_Actions to take_
(1) Reproduce the Barnett Newman chronology from "Attends City College" to "earning $7.50 a day.".
(2) According to the Barnett Newman chronology, how much did Newman earn per day as a substitute art teacher?

_Reading text_
Barnett Newman is born on 29th January on the Lower East Side of Manhattan, the eldest of four children. His parents, Abraham and Anna, Jewish immigrants from Russian Poland, had arrived in New York in 1900.
His father’s clothing manufacturing company thrives, and the family move to a middle-class neighbourhood of the Bronx. The children attend Hebrew classes, and receive special tuition from Jewish scholars.
Commutes to high school in Manhattan. He adopts the middle name Benedict, after his Hebrew name Baruch.
Begins drawing classes at the Art Students League, where he befriends young artist Adolph Gottlieb.
Attends City College of New York, majoring in philosophy.
Enters his father’s business to build up savings to support himself as an artist. After the 1929 crash, he stays on to try to keep the company solvent.
As the family business founders, Newman becomes a substitute art teacher, earning $7.50 a day.

_Extracted records_

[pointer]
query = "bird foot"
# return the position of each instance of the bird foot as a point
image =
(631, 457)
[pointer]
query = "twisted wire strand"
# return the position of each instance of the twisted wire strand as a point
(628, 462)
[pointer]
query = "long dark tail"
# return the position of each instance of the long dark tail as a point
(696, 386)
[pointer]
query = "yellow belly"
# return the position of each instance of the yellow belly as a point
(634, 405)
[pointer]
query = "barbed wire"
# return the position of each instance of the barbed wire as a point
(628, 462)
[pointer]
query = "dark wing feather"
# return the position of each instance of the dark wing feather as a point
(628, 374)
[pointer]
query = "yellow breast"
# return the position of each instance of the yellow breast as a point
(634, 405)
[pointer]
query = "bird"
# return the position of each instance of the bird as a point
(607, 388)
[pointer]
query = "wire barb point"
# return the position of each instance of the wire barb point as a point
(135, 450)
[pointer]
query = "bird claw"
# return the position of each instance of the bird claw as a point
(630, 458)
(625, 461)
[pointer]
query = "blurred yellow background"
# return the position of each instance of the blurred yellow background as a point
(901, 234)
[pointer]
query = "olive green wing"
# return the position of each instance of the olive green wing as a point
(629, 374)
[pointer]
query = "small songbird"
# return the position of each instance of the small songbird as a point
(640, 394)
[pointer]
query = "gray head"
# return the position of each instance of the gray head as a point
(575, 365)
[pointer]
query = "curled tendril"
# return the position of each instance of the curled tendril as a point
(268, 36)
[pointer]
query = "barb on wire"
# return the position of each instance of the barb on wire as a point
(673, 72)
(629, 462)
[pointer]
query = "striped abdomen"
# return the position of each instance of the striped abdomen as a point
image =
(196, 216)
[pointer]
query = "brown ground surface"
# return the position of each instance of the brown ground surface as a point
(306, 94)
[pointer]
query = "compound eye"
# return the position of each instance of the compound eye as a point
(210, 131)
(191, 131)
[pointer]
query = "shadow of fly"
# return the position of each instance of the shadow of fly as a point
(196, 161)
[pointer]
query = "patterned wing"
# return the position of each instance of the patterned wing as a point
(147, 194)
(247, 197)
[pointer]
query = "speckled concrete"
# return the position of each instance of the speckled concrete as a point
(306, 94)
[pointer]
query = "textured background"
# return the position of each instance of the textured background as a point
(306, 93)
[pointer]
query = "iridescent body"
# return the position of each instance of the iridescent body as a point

_Set of answers_
(1)
Attends City College of New York, majoring in philosophy.
Enters his father’s business to build up savings to support himself as an artist. After the 1929 crash, he stays on to try to keep the company solvent.
As the family business founders, Newman becomes a substitute art teacher, earning $7.50 a day.

(2) $7.50 a day.